Source passage =
##########

Accountant vs financial planner: which expert do you need?


Published on

The financial world is becoming more complex to handle on your own, so building a team of experts can help you break free from money worries and get ahead financially.

The catch is that most - though not all - finance professionals expect to be paid.

So, it's about knowing which services will give you the most bang for your buck and provide you with help in the areas you need it most.

when do you need an accountant or financial planner

Financial planners 

The role of financial planners, or advisers, is to help you set and achieve personal goals. The advice can be as broad as building lifetime wealth or can focus on single issues such as managing a redundancy payout.

According to Rice Warner, one in four Australians has received professional financial advice at some point, and plenty more (41% of us) would like to do the same. However, for one in three people the key stumbling block is the cost.

##########

Dataset records =
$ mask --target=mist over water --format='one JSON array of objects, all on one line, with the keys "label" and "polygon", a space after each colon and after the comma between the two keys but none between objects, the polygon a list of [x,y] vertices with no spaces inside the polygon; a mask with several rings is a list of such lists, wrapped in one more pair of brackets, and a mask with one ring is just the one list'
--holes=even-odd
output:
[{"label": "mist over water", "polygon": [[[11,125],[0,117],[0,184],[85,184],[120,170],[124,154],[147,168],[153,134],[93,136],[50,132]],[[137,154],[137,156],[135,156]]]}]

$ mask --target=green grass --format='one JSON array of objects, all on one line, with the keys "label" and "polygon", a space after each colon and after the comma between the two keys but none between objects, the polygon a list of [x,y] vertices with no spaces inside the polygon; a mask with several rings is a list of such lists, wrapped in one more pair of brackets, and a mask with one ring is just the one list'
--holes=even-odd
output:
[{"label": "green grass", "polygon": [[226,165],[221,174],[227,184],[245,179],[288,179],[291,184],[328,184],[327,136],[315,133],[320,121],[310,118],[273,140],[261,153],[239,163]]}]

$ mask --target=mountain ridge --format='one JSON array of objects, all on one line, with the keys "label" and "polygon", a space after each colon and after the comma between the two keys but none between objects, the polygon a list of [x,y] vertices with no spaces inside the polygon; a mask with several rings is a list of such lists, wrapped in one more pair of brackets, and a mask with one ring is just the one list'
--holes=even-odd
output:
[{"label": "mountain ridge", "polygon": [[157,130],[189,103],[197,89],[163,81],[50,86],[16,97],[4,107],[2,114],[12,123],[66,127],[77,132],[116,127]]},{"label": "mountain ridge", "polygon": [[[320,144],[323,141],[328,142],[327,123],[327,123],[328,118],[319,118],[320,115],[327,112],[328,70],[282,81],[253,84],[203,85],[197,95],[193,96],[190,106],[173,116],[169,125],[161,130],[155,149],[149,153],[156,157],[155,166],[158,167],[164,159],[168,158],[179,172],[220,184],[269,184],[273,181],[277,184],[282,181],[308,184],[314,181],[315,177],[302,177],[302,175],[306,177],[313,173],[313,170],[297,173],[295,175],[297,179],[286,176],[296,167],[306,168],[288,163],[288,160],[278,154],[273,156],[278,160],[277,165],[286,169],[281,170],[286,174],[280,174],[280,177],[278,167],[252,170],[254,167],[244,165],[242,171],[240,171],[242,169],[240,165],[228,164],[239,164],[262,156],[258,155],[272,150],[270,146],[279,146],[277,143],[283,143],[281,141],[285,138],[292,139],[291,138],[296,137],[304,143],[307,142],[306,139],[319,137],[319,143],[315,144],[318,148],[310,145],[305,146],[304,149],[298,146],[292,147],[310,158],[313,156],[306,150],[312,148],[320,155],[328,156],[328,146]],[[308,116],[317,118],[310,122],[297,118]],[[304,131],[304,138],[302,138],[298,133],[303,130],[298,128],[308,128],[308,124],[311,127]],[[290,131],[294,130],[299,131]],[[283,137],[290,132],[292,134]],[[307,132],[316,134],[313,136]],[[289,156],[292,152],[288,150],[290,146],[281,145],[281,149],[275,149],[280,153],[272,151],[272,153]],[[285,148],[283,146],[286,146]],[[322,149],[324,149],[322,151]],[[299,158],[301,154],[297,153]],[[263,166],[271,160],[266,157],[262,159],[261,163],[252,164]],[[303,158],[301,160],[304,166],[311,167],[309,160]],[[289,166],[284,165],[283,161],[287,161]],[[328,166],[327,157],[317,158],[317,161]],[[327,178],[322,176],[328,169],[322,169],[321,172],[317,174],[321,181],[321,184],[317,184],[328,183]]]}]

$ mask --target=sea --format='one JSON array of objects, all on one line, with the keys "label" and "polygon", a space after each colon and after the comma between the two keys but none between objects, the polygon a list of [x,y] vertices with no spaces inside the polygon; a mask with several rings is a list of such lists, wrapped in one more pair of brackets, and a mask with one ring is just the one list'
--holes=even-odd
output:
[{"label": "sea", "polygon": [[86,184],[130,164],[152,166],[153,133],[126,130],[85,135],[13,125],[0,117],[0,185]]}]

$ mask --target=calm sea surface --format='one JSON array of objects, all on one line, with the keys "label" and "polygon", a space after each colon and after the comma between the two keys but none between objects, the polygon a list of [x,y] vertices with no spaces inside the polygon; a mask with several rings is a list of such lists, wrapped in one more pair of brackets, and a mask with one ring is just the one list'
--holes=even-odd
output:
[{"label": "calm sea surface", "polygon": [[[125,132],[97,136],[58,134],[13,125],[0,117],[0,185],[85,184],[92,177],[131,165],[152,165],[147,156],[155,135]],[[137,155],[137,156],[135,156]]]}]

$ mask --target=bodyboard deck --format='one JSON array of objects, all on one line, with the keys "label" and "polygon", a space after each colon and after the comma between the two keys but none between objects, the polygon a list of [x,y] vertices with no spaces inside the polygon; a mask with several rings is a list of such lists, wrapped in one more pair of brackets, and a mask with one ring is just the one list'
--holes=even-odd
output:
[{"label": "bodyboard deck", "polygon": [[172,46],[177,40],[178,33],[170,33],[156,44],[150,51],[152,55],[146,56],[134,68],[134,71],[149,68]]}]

##########

Problems =
a. Swap "redundancy payout" for "severance package" in the article comparing accountants and financial planners, reproducing it from "The catch is" up to and including "a redundancy payout.".
b. Supply the next part of the article comparing accountants and financial planners, continuing from where it stops.

Answers provided =
a.
The catch is that most - though not all - finance professionals expect to be paid.

So, it's about knowing which services will give you the most bang for your buck and provide you with help in the areas you need it most.

when do you need an accountant or financial planner

Financial planners 

The role of financial planners, or advisers, is to help you set and achieve personal goals. The advice can be as broad as building lifetime wealth or can focus on single issues such as managing a severance package.

b.
Some planners base their costs on a percentage of the money you invest. Increasingly, though, the industry is moving towards fees for service. According to the Financial Planning Association (FPA) it can cost between $2500 and $3500 to set up a personal financial plan, followed by annual fees of $3000 to $3500.

More affordable options are available. The national franchise FinChoice, for instance, offers various service packages starting from $1650 annually. If you don't want to commit to a package, fees of up to $330 an hour apply.

Is it money well spent? 

Research suggests that partnering with a financial adviser can pay off. The Financial Services Council estimates that professional advice can leave people better off in retirement by as much as $91,000.

And it's not just about improving your fiscal wellbeing. Separate studies suggest people who receive ongoing advice have higher levels of personal happiness and greater peace of mind and are less likely to argue with their partner about money.

Do the due diligence 

For all the potential benefits of financial advice, it's critical to be selective about who you entrust to manage your money.

Dante De Gori, CEO of the FPA, says use of the terms "financial planner" and "financial adviser" are restricted by law to people who are authorised to provide advice and are listed on the financial adviser register of the Australian Securities and Investments Commission (ASIC).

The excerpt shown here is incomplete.